** Begin PROVIDED DATA **

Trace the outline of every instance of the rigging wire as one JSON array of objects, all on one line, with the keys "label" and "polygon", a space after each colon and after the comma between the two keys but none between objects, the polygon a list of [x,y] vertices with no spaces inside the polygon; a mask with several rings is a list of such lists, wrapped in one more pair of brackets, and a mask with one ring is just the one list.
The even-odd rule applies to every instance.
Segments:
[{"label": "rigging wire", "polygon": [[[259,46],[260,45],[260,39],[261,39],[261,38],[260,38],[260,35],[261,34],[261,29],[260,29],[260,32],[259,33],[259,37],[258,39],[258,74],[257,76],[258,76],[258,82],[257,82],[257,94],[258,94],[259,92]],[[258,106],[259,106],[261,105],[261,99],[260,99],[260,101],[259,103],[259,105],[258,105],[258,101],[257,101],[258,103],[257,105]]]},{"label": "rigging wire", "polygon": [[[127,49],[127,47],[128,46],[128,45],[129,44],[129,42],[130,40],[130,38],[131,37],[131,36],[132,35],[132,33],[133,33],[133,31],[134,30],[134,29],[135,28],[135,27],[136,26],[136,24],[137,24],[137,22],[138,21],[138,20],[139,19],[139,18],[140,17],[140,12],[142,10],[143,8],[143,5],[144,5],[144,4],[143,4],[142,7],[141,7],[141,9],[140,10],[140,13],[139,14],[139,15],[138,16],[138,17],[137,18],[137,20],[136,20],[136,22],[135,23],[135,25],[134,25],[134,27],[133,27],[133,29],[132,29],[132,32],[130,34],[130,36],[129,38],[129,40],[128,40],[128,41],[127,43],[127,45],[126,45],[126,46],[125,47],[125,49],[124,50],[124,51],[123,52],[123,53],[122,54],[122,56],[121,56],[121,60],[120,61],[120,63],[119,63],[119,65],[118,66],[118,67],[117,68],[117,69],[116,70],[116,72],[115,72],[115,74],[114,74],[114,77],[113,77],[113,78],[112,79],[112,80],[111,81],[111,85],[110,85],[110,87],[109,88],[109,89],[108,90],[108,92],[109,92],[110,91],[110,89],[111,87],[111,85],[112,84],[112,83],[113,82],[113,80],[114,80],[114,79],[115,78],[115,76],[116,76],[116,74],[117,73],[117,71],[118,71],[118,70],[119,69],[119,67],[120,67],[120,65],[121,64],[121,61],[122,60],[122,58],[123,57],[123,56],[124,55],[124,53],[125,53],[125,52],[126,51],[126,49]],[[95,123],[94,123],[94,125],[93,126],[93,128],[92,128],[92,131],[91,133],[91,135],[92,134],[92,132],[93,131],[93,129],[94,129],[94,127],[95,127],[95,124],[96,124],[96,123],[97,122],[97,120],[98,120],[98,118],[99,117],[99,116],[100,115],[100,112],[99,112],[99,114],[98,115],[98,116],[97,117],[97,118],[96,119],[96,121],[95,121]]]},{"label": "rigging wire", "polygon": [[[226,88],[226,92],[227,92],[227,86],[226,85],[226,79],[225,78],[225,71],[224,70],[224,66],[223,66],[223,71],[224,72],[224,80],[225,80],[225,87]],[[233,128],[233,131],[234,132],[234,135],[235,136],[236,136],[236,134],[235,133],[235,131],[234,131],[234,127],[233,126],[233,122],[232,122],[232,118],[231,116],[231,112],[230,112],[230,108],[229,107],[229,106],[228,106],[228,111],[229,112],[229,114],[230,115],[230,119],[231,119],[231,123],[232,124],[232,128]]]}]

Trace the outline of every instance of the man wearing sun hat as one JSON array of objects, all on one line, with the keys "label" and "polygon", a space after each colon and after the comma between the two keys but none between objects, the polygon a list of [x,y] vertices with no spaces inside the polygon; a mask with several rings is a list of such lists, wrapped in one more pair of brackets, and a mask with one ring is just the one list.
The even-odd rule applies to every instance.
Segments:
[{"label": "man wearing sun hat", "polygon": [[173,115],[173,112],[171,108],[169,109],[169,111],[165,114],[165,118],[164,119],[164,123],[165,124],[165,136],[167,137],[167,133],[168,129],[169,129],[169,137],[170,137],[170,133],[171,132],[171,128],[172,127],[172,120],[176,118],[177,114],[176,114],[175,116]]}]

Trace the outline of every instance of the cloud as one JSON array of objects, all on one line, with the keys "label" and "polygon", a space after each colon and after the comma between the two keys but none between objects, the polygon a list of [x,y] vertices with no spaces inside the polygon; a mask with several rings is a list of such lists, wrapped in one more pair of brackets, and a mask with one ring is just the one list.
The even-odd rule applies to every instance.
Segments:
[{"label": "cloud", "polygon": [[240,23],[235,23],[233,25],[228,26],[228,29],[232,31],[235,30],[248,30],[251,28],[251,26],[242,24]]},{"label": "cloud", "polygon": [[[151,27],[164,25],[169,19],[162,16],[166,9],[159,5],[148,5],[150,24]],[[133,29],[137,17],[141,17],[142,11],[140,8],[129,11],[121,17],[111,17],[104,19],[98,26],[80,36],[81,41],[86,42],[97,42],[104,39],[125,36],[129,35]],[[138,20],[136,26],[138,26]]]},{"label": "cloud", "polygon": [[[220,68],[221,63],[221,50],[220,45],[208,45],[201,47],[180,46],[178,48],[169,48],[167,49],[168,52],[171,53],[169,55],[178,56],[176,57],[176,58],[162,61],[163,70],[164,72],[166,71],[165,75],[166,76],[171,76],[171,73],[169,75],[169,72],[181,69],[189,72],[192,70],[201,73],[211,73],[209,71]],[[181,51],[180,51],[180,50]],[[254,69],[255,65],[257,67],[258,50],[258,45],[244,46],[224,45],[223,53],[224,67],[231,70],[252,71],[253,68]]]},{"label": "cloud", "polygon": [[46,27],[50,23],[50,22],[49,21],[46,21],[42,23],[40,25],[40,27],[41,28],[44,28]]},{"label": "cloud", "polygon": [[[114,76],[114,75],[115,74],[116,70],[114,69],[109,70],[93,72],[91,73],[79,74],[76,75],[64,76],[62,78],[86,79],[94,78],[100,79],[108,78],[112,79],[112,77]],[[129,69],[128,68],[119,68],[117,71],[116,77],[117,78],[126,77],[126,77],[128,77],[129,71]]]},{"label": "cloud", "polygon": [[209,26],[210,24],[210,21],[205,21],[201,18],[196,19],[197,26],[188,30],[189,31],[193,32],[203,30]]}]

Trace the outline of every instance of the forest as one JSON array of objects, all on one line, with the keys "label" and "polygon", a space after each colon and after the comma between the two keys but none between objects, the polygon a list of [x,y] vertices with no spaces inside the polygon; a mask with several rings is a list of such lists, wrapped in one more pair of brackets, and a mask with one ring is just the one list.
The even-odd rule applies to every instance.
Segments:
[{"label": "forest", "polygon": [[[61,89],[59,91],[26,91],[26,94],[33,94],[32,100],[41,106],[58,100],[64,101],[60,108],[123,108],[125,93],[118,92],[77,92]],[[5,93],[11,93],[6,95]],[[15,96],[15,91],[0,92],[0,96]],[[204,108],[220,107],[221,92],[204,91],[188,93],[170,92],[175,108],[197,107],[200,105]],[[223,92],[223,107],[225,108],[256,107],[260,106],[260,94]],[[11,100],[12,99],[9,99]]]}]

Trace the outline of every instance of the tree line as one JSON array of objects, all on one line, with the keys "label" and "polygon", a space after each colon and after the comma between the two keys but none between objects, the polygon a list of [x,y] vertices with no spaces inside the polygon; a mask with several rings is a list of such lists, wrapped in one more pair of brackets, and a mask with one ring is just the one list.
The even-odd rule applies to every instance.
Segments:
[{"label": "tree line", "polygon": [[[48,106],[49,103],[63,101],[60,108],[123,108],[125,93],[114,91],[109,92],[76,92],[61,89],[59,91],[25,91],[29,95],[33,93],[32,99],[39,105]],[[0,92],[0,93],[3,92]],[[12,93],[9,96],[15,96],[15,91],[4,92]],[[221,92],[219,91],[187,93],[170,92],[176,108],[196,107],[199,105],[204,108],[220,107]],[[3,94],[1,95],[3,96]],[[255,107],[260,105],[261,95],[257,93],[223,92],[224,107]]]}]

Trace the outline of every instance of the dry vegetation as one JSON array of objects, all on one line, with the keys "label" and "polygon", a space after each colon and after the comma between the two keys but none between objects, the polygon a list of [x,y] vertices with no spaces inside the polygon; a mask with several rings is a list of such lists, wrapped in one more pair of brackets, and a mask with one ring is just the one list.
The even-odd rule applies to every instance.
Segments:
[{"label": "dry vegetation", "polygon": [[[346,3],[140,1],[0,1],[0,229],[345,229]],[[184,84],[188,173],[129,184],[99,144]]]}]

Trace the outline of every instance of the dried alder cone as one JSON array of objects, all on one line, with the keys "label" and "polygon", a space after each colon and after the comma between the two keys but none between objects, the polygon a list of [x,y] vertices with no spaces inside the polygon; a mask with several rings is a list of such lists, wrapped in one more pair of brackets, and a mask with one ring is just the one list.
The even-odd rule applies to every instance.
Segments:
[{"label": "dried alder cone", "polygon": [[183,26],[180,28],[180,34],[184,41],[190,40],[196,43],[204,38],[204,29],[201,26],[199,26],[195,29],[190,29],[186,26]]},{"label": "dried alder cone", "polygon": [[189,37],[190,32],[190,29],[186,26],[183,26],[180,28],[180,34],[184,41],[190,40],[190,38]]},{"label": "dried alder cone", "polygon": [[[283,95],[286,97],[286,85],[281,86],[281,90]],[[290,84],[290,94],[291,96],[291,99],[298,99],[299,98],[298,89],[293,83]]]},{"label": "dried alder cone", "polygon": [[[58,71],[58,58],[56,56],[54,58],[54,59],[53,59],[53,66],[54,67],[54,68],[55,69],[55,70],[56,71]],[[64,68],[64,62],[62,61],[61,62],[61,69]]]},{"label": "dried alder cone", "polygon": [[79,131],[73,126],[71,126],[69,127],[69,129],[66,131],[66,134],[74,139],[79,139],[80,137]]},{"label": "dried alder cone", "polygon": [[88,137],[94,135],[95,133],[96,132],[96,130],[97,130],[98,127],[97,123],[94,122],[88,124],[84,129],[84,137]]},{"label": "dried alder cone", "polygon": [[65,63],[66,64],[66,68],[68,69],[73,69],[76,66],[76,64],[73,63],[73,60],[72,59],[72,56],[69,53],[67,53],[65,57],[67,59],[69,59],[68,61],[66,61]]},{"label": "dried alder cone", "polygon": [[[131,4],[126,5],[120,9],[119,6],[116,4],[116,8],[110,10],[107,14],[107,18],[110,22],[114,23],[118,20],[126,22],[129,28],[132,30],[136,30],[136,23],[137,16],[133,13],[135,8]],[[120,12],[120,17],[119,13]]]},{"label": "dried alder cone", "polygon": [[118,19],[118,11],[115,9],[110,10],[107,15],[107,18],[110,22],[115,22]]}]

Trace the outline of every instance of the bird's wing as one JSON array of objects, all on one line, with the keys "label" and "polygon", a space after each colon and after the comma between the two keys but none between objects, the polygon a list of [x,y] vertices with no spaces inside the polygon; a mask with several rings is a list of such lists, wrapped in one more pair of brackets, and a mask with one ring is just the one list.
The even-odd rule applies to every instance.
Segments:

** End PROVIDED DATA **

STATED EXERCISE —
Convert the stretch of the listing from the line containing "Trace the outline of every instance of the bird's" through the end of the listing into a Markdown table with the columns Row and Line. Number each row and omit blank lines.

ANSWER TO THE TASK —
| Row | Line |
|---|---|
| 1 | Trace the outline of every instance of the bird's wing as one JSON array of objects, all on one line, with the keys "label" and "polygon", a space after each colon and after the comma between the two keys but none between objects, the polygon a list of [x,y] vertices with no spaces inside the polygon; a mask with several rings is a list of such lists, wrapped in one more pair of brackets, and a mask with one ring is just the one list. |
| 2 | The even-odd rule applies to every instance. |
| 3 | Segments: |